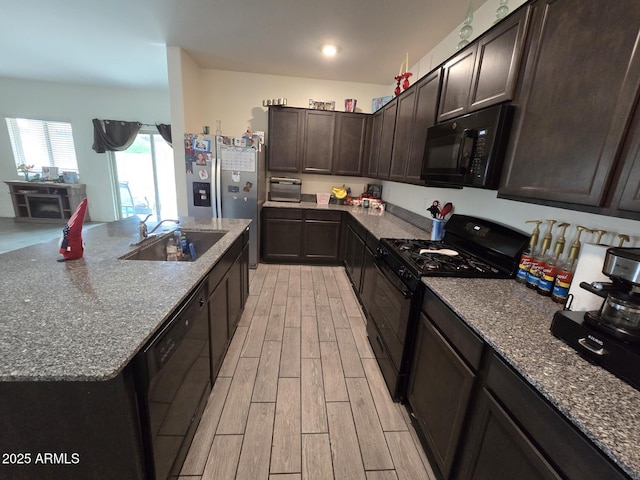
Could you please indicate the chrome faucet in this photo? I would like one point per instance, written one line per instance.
(142, 226)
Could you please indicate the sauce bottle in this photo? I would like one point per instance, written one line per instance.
(528, 253)
(566, 270)
(550, 268)
(538, 261)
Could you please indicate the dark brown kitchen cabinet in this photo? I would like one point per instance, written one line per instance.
(502, 450)
(282, 235)
(416, 113)
(349, 141)
(318, 145)
(402, 134)
(354, 247)
(446, 358)
(579, 84)
(322, 236)
(302, 236)
(484, 73)
(516, 433)
(374, 142)
(286, 135)
(386, 139)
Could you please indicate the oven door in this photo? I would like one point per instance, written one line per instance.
(390, 309)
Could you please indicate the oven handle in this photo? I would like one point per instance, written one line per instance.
(390, 276)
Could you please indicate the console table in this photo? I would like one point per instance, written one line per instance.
(46, 202)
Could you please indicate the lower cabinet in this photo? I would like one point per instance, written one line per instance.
(228, 287)
(293, 235)
(516, 433)
(479, 419)
(446, 358)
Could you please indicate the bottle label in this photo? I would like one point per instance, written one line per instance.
(535, 271)
(561, 287)
(523, 268)
(545, 285)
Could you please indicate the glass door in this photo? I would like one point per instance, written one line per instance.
(145, 178)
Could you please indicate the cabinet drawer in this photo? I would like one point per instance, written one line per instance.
(567, 448)
(463, 339)
(332, 216)
(286, 213)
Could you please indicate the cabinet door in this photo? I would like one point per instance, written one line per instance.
(286, 132)
(498, 61)
(236, 294)
(497, 448)
(386, 138)
(374, 149)
(218, 324)
(318, 141)
(402, 135)
(282, 235)
(322, 232)
(349, 144)
(456, 84)
(427, 91)
(439, 390)
(580, 82)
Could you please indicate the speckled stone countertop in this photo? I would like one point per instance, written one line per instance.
(85, 319)
(379, 224)
(515, 321)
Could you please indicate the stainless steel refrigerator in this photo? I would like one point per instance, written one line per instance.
(226, 179)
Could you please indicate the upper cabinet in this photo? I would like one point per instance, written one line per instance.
(484, 73)
(384, 125)
(578, 87)
(349, 143)
(286, 132)
(417, 110)
(316, 141)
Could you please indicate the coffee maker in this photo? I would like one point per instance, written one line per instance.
(610, 336)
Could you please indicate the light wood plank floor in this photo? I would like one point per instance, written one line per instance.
(300, 395)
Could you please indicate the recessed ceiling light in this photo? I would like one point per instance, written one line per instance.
(329, 50)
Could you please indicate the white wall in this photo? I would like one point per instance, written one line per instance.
(78, 105)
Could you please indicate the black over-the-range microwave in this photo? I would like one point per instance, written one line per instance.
(468, 150)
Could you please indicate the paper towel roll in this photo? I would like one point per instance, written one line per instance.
(588, 269)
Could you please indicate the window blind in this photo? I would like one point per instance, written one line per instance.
(42, 143)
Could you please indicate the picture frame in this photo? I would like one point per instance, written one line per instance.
(201, 145)
(322, 105)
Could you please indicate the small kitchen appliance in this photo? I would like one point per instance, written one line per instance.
(610, 336)
(471, 247)
(468, 150)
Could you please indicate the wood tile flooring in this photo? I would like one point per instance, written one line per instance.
(300, 395)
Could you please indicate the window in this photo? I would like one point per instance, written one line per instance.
(42, 143)
(144, 177)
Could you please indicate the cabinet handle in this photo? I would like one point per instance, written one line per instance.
(597, 351)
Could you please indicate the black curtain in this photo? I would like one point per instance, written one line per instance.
(113, 135)
(165, 132)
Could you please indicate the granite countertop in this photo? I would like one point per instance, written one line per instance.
(380, 224)
(85, 319)
(515, 321)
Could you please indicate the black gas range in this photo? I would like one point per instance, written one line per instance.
(472, 247)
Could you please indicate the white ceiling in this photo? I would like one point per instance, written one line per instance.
(122, 42)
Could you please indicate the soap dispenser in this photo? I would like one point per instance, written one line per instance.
(550, 268)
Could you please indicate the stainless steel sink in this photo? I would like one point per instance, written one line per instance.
(156, 249)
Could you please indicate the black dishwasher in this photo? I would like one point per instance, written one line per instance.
(173, 383)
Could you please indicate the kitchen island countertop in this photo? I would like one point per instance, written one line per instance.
(85, 319)
(515, 321)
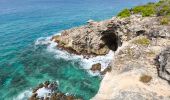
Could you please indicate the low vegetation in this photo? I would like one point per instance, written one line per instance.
(142, 41)
(165, 20)
(145, 78)
(161, 8)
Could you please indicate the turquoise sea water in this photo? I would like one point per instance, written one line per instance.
(23, 64)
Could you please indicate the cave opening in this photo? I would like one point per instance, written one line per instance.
(111, 40)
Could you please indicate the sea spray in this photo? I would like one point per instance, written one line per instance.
(85, 63)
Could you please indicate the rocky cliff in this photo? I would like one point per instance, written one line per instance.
(140, 69)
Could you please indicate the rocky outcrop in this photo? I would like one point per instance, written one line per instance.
(96, 67)
(136, 41)
(134, 74)
(164, 64)
(48, 91)
(97, 38)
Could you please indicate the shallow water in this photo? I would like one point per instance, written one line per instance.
(24, 64)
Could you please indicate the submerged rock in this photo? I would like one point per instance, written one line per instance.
(48, 91)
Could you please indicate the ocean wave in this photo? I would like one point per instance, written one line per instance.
(23, 95)
(86, 63)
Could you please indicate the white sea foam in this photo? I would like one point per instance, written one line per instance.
(85, 63)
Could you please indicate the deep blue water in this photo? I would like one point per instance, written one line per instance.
(24, 65)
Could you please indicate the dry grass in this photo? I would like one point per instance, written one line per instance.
(145, 78)
(142, 41)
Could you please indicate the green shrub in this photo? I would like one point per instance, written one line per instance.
(124, 13)
(142, 41)
(165, 21)
(161, 8)
(145, 78)
(145, 10)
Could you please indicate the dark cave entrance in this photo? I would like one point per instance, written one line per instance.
(111, 40)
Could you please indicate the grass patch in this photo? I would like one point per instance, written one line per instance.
(165, 20)
(151, 53)
(161, 8)
(124, 13)
(145, 78)
(142, 41)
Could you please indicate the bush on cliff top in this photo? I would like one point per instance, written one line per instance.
(124, 13)
(162, 8)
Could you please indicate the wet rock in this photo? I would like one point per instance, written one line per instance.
(108, 69)
(34, 96)
(96, 67)
(164, 64)
(46, 84)
(53, 93)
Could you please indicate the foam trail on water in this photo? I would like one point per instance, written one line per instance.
(85, 63)
(23, 95)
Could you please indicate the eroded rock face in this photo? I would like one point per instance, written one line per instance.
(134, 74)
(48, 91)
(164, 64)
(97, 38)
(96, 67)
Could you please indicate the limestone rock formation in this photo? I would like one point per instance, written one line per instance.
(134, 73)
(47, 91)
(136, 41)
(164, 64)
(97, 38)
(96, 67)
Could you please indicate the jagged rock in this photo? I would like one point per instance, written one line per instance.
(134, 74)
(108, 69)
(96, 67)
(164, 64)
(100, 37)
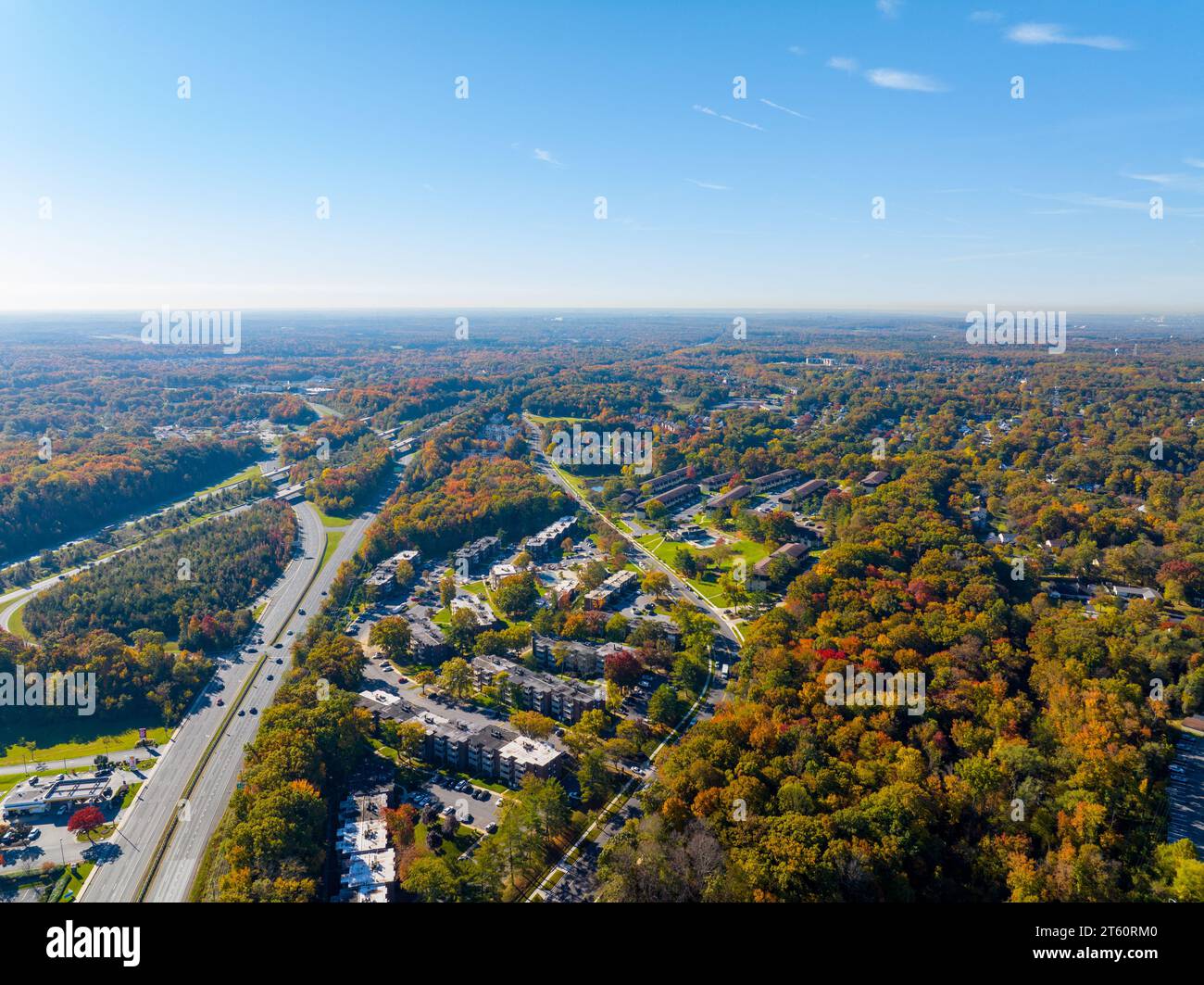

※ ※ ※

## Exercise aim
Extract from the records above each line that contains the string "foam", copying every such line in full. Treat the match as case-sensitive.

## Expected output
Could you please indicate the white sea foam in this photo? I would like one point per instance, written one line per instance.
Could you please indicate the foam trail on water in this photo? I would like one point per instance, written one line per instance.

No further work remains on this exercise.